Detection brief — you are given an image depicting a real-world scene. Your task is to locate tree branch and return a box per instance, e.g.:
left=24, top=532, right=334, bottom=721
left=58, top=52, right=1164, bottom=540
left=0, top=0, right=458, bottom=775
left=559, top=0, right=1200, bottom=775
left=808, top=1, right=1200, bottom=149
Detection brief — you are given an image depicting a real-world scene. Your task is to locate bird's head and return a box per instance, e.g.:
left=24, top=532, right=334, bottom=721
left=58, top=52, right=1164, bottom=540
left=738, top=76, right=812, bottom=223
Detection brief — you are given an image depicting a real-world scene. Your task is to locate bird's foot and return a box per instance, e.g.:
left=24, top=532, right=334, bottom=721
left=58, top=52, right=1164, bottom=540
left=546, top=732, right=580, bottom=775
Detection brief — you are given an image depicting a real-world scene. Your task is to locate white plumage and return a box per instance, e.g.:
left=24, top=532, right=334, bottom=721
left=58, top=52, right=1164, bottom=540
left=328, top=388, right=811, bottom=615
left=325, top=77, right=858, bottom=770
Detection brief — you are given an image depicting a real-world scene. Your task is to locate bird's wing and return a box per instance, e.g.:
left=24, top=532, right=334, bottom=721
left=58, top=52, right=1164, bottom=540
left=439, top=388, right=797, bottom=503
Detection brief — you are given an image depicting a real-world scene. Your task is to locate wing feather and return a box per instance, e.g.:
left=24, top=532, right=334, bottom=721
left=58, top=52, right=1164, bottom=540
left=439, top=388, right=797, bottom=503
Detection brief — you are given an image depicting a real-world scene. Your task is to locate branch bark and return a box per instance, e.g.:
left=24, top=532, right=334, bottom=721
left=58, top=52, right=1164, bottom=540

_Exercise requirements_
Rewrite all of the records above, putting "Labeling brief" wherever "Detection brief" appears and leaving everything else unchanged.

_Answer_
Labeling brief — you are given an image depicting a real-world scene. Your task is to locate tree branch and return a box per instance, e.g.:
left=24, top=532, right=334, bottom=721
left=58, top=52, right=1164, bottom=540
left=0, top=0, right=458, bottom=775
left=559, top=0, right=1200, bottom=775
left=808, top=1, right=1200, bottom=149
Labeling brief — you are given an image depicting a real-world scene. Your task is to locate bird's head and return a box per instance, e.g.:
left=24, top=532, right=334, bottom=721
left=58, top=52, right=1164, bottom=540
left=738, top=76, right=812, bottom=223
Labeling brief — you are given an image depicting a real-world scene. Your task is to locate bird's foot and return a box per instance, e.g.:
left=24, top=532, right=334, bottom=721
left=58, top=52, right=1164, bottom=540
left=546, top=732, right=580, bottom=775
Labeling brief — you are given an image depicting a real-world scene. Your task is to locate white plumage and return a box per instance, e.g.:
left=24, top=532, right=334, bottom=721
left=58, top=52, right=1164, bottom=540
left=328, top=388, right=811, bottom=615
left=325, top=77, right=858, bottom=770
Labeling brief — you are given an image depicting a real-world scene. Your task is to locate bird's wing and return a box per instance, e.g.:
left=24, top=532, right=334, bottom=721
left=58, top=52, right=1164, bottom=540
left=439, top=388, right=797, bottom=503
Labeling brief — you are given an image depicting a real-world scene. Your task is to locate wing feather and return a box per instance, e.g.:
left=24, top=532, right=334, bottom=721
left=58, top=52, right=1164, bottom=540
left=439, top=388, right=797, bottom=503
Labeling brief — you are given an image depicting a real-world scene. Your task is to locate branch bark and return a box per instance, e.g.:
left=24, top=532, right=334, bottom=721
left=58, top=52, right=1164, bottom=540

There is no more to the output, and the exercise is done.